Dataset items
-------
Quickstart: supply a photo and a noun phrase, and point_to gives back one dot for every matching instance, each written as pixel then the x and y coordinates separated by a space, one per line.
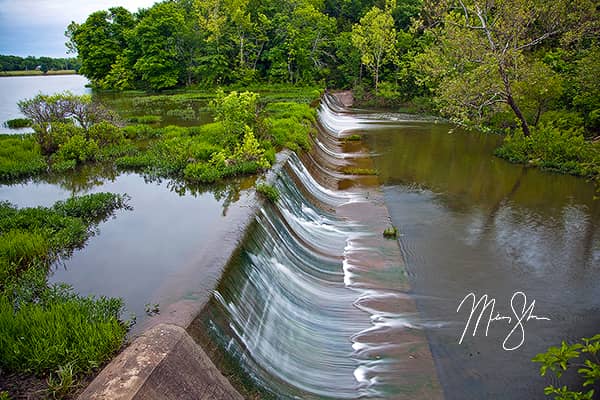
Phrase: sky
pixel 36 27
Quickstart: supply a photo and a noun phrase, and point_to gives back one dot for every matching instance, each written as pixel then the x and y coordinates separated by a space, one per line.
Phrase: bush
pixel 45 328
pixel 550 147
pixel 145 119
pixel 41 337
pixel 77 149
pixel 106 134
pixel 18 123
pixel 582 356
pixel 20 157
pixel 202 173
pixel 271 193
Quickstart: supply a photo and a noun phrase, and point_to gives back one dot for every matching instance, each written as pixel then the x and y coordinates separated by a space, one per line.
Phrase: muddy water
pixel 315 303
pixel 471 222
pixel 315 306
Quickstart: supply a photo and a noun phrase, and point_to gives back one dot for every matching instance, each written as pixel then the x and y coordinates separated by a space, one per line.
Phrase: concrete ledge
pixel 164 363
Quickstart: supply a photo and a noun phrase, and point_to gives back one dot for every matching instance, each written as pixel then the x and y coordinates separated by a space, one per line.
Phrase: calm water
pixel 155 253
pixel 16 88
pixel 473 223
pixel 172 110
pixel 303 316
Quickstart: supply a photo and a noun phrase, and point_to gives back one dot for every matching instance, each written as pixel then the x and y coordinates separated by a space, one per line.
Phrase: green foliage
pixel 62 381
pixel 145 119
pixel 40 337
pixel 235 111
pixel 18 123
pixel 375 38
pixel 391 232
pixel 105 134
pixel 50 329
pixel 78 149
pixel 582 356
pixel 20 157
pixel 270 192
pixel 551 147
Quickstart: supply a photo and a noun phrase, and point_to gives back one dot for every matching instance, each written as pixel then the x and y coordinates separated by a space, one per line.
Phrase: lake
pixel 17 88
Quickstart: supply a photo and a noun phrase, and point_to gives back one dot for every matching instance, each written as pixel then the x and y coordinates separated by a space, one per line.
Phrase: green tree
pixel 375 37
pixel 156 42
pixel 482 50
pixel 100 40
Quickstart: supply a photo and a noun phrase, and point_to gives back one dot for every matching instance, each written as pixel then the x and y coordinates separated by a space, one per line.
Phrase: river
pixel 299 320
pixel 313 305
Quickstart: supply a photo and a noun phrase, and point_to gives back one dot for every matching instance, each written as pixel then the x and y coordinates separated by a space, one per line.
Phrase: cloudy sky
pixel 36 27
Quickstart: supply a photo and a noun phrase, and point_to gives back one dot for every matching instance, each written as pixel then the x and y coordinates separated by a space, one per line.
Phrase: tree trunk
pixel 511 101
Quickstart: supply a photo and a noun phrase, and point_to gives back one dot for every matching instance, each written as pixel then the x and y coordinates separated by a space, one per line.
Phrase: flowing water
pixel 308 309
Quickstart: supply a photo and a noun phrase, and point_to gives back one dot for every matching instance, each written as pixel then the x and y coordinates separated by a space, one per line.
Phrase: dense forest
pixel 476 61
pixel 16 63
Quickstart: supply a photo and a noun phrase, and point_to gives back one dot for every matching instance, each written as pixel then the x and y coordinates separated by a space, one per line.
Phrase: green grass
pixel 20 157
pixel 144 119
pixel 41 337
pixel 268 191
pixel 18 123
pixel 553 148
pixel 390 232
pixel 50 329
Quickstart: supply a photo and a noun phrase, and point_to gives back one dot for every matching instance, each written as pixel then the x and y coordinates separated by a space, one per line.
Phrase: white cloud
pixel 36 27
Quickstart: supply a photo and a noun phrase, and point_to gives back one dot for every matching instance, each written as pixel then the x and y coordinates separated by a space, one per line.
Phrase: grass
pixel 48 330
pixel 268 191
pixel 283 118
pixel 144 119
pixel 38 73
pixel 18 123
pixel 20 157
pixel 553 148
pixel 391 232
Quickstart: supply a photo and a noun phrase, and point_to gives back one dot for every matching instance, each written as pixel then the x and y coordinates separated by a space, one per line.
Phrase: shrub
pixel 106 134
pixel 145 119
pixel 582 356
pixel 18 123
pixel 41 337
pixel 550 147
pixel 77 149
pixel 202 173
pixel 235 110
pixel 20 157
pixel 390 232
pixel 271 193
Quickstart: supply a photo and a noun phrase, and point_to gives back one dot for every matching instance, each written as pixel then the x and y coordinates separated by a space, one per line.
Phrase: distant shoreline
pixel 38 73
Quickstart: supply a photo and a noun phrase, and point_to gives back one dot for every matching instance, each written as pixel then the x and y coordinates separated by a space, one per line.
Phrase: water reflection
pixel 473 222
pixel 171 231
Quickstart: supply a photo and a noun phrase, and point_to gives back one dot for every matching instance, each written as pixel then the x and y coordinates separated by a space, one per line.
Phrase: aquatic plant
pixel 18 123
pixel 390 232
pixel 49 328
pixel 359 171
pixel 270 192
pixel 582 356
pixel 20 157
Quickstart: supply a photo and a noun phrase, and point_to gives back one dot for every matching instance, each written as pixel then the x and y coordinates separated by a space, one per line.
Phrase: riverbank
pixel 38 73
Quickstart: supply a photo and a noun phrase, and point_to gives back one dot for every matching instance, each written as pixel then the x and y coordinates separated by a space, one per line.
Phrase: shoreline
pixel 37 73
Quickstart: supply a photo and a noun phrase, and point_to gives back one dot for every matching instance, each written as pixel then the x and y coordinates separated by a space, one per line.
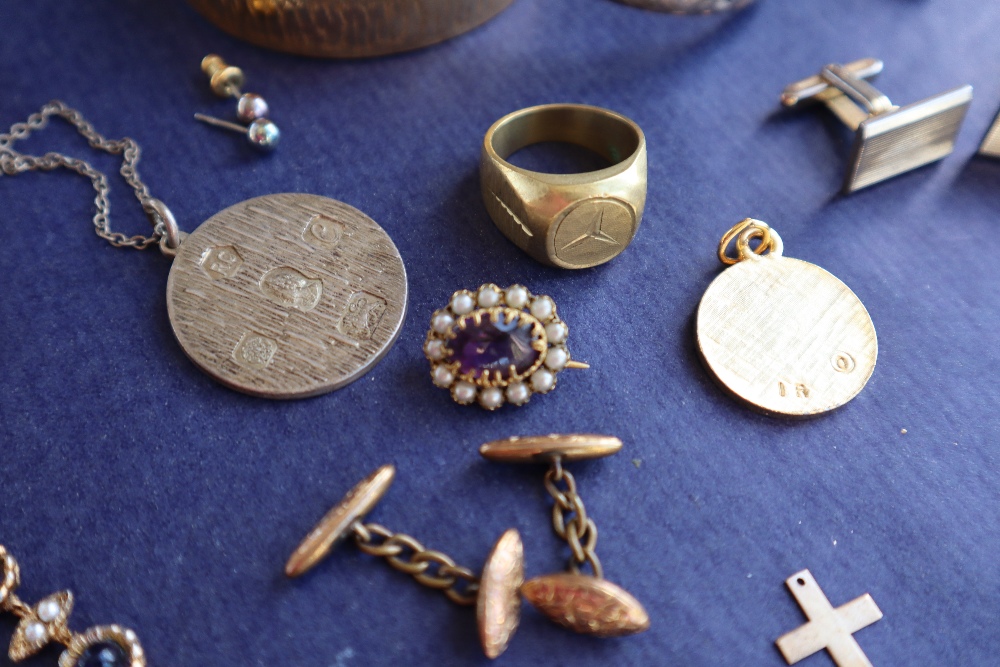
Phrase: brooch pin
-------
Please write out all of the material above without changing a word, and omit any pictures.

Quickstart: supply a photo and a noun phrase, and point_to gives back one dot for every matching instance, each written as pixel then the x and y coordinates separated by a space, one per line.
Phrase: sky
pixel 36 27
Quickstart: supply a photo and a noun phrase, and point_to gives back one dot for every matching instance, each written as pixel then the x and y coordinates separated by a space, one per line.
Phrase: bush
pixel 45 328
pixel 550 147
pixel 145 119
pixel 41 337
pixel 77 149
pixel 106 134
pixel 18 123
pixel 582 356
pixel 20 157
pixel 202 173
pixel 271 193
Quickstart: supply a photo and a noun phrase, and point_to gives back one dot for every matching instance, each written as pixel then the x and y coordinates separated by a space, one per line.
Phrase: muddy water
pixel 315 303
pixel 471 222
pixel 315 306
Quickstart: supply a photo and a noun phrase, and point_to gives back one dot for every matching instance, each written as pixel then the x and y coordinates separated by a space, one per line.
Phrase: concrete ledge
pixel 164 363
Quickstart: supply a photo and a noun phrase, and point_to gives back one dot for every matching instance, each written as pixel then the x and y coordinates separated by a space, one per line.
Phrase: calm water
pixel 155 253
pixel 16 88
pixel 473 223
pixel 172 110
pixel 303 316
Quickstart: supply a photo and a noun phrase, and point_to gives back one dot for every matching instance, each written as pixel then the x and y coordinates separated by a space, one per line.
Phrase: green foliage
pixel 62 381
pixel 145 119
pixel 40 337
pixel 235 111
pixel 18 123
pixel 375 38
pixel 391 232
pixel 105 134
pixel 50 329
pixel 78 149
pixel 582 356
pixel 20 157
pixel 270 192
pixel 551 147
Quickstart: supply a photo and a noun phrase, and point_to gives back one dot for every matching instance, each written as pixel then the x and y coordinates separated by a space, one per line.
Phrase: lake
pixel 17 88
Quickstart: supply a photo and a noun phrase, and point_to gives back one dot for every matching instance, each written as pixel then the x and y coordinates separated by a space, one per line.
Phrase: green tree
pixel 375 37
pixel 156 42
pixel 482 50
pixel 100 40
Quickstart: supply a photo and a noun phrase, and point_to gives back one dot for every matching instance, each written as pixel then the x and y coordinates separated by a space, one per line.
Phrase: river
pixel 299 320
pixel 313 305
Quickstart: supply a photo and a noun phrase, and point_to gives back one dot for every matching instance, each written as pixel then the x and y coordinates separated by a space, one per line.
Phrase: cloudy sky
pixel 36 27
Quickstart: supply a photo and a noun phrase, and point_to gives back one dot for every matching instance, each written as pixel then the x and y coordinates separated by a space, one per line.
Phrase: tree trunk
pixel 511 101
Quickstart: supply a photo and a noun phrase, and point_to gives back one dot for every matching instance, each written as pixel then the x and y coordinates separated by a space, one per line.
Phrase: flowing water
pixel 308 309
Quickstart: supply a photo and a noun phrase, and point_to gives back one dot for every matching instance, each written as pixel then the x and y coordinates separated by a space, one per line.
Phrase: dense forest
pixel 476 61
pixel 16 63
Quickstart: supply a photo and a noun phrase, and point_to gives back one dot for every matching instance, each written as pixel then the x and y coordinates separated by a space, one per line.
Phrase: green grass
pixel 20 157
pixel 144 119
pixel 41 337
pixel 268 191
pixel 18 123
pixel 553 148
pixel 390 232
pixel 50 329
Quickstart: supply a photo and a noun phrase, and point_to gives back one dot for every matching instance, each written as pixel then the x and y coordinates separated by a space, one per line.
Phrase: white cloud
pixel 36 27
Quickstart: supply a photo and a noun phrase, and point_to gives back one dot for every matching instance, each written as pixel then the x and y coordinates separated by a space, one per line.
Phrase: grass
pixel 48 330
pixel 268 191
pixel 283 118
pixel 144 119
pixel 38 73
pixel 18 123
pixel 20 157
pixel 553 148
pixel 391 232
Quickstart: supply a photo and a noun phrase, and point_to gives back one dot for every matching instance, each written as pixel then the x and y coordinates separated by a space, one per line.
Phrase: shrub
pixel 106 134
pixel 145 119
pixel 582 356
pixel 18 123
pixel 41 337
pixel 550 147
pixel 77 149
pixel 202 173
pixel 235 110
pixel 20 157
pixel 390 232
pixel 271 193
Quickstart: supply a photo and a noun phrase, and point_to gives back one dot for every matching instance, each written as pixel then the x and y coordinates separated by a space, one per line.
Phrase: distant shoreline
pixel 38 73
Quickstart: supply a photo and a noun phrase, and point_to gives back one dot for every matching instance, each written as pixel then the x and y coordinates separated by a space, one per line.
Phrase: water reflection
pixel 473 222
pixel 171 231
Quickstart: supply a photo and a noun phrase, and point_to gives back one dot for every matching instance, each written as pixel then the x and y coordinates separated by a space, one per line.
Phrase: aquatic plant
pixel 18 123
pixel 390 232
pixel 49 328
pixel 359 171
pixel 270 192
pixel 582 356
pixel 20 157
Quickstart: supply a photo and a noun phrase, and point_to gives back one dot for every matching instance, each written as pixel then the x and y coordinates separated by a space, one per line.
Phrase: riverbank
pixel 38 73
Quickstart: supply a photo and a noun phrase, and point_to gives back one dot for every matching instance, each written as pixel then the x and y coordinates separated by a space, one per line.
Phrase: shoreline
pixel 37 73
Quickstart: supply a photo and a noun phrase, and point_to gives back one dot for every matching instance, each written as pixel then the x and y coordinates separated by a space, one per line.
Phrase: brooch pin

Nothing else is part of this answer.